En cambio, renuncia a toda una metodología, a todo un sistema de técnicas de ejecución y de expresión. Y arroja por la borda toneladas de sentimentalismo. Lo que pareciera arrastrarlo a él y a sus socios hasta cierto extremismo de signo contrario. En muchos momentos sus pinturas van a arañar unos ápices de perspectiva sombría, tenebrista. Si bien se trata de una oscuridad puramente formal, porque por el contrario el vocabulario esencial de la pintura nicaragüense simplifica en extremo; las significaciones son inusitadas, pero en compensación son no sólo directas, sino impertinentes, conflictivas, incómodas. Apuntan a los flancos flacos de la conciencia social, cuestionan, ponen en entredicho los valores, las sacrosantas costumbres del vecindario.

Su repercusión fue inmediata y efectiva. No que Vanegas influyera apenas en sus compañeros del grupito de la avenida Bolívar ni apenas en otros pintores más alejados de su vecindario, sino que impacta al conjunto. Raja con todo. Su fidelidad a una disciplina plástica de ascetismo feroz, su intransigencia, su anticonvencionalismo, su radicalidad, no pueden menos que impactar a sus colegas de oficio. Su desprendimiento, su franqueza contundente, cortopunzante, afectan el lenguaje de sus contemporáneos. La pintura nicaragüense durante los años de madurez de Vanegas, vive una hora pico de austeridad y ascetismo, de pujanza inaugural, de cruda franqueza, de opción histórica y compromiso social, de consciencia crítica.

- [ENUNCIADO DE TAREA]:
Traduce al inglés esta oración del fragmento sobre la pintura nicaragüense: "La pintura nicaragüense durante los años de madurez de Vanegas, vive una hora pico de austeridad y ascetismo, de pujanza inaugural, de cruda franqueza, de opción histórica y compromiso social, de consciencia crítica."

- [ENTRADAS EXTRAÍDAS]:
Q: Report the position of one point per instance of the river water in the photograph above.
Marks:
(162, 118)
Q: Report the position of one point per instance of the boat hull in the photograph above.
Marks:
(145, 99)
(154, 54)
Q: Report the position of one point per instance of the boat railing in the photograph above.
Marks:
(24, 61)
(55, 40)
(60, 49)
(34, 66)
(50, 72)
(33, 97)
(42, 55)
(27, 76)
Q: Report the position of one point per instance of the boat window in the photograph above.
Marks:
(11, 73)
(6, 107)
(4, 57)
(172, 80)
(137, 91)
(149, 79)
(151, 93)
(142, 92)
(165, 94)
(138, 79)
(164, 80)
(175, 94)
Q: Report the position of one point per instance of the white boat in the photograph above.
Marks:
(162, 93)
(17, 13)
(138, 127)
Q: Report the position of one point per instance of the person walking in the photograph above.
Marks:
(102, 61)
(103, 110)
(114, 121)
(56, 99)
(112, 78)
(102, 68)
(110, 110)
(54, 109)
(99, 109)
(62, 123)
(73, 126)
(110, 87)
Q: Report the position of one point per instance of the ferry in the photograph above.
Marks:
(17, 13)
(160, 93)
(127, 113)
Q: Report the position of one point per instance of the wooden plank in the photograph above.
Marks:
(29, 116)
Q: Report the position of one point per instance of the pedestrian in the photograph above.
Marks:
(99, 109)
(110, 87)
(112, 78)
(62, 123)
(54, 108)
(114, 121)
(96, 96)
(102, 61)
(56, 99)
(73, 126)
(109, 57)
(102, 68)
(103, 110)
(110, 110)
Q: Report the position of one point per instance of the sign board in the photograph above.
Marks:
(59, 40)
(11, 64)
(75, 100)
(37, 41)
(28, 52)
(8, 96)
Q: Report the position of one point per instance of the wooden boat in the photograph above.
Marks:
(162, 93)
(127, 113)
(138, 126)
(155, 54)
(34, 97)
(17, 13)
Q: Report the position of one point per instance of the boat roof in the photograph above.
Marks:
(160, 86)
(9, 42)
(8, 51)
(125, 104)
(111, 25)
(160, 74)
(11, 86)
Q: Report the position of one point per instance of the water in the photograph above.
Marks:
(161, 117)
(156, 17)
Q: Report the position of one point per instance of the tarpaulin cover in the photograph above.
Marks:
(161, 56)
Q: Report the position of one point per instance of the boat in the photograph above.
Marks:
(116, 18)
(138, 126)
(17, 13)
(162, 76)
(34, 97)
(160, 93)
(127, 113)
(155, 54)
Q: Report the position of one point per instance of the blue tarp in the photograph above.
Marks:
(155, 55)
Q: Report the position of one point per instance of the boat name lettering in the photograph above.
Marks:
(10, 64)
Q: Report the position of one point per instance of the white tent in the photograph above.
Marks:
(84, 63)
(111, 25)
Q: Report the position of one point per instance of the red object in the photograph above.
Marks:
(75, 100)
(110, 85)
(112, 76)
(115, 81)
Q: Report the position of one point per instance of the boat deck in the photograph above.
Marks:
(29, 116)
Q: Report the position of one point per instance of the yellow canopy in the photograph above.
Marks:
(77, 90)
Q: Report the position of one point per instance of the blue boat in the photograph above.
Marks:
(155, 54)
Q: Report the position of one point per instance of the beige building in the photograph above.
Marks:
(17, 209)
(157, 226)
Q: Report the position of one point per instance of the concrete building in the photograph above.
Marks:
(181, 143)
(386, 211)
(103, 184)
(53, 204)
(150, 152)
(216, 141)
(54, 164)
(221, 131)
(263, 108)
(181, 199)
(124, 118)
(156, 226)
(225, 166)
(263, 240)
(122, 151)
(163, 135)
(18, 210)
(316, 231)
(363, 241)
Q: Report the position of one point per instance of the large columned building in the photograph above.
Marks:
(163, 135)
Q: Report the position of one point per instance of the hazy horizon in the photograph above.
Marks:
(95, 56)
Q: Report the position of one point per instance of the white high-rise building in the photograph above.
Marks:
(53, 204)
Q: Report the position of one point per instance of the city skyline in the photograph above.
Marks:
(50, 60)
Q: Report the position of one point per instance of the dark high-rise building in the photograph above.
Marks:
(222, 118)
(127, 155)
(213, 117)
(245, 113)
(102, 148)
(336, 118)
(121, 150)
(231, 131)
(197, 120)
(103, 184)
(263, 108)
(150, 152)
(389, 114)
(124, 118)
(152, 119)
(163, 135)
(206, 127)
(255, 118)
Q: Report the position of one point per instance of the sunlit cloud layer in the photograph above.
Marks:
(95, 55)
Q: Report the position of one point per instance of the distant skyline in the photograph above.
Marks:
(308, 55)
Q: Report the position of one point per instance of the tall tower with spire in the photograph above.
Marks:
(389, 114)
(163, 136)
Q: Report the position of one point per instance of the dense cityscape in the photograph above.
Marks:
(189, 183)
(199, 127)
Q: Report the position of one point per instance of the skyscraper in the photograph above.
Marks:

- [RESPUESTA]:
During Vanegas's mature years, Nicaraguan painting lives through a peak hour of austerity and asceticism, of inaugural vigor, of raw frankness, of historical choice and social commitment, of critical consciousness.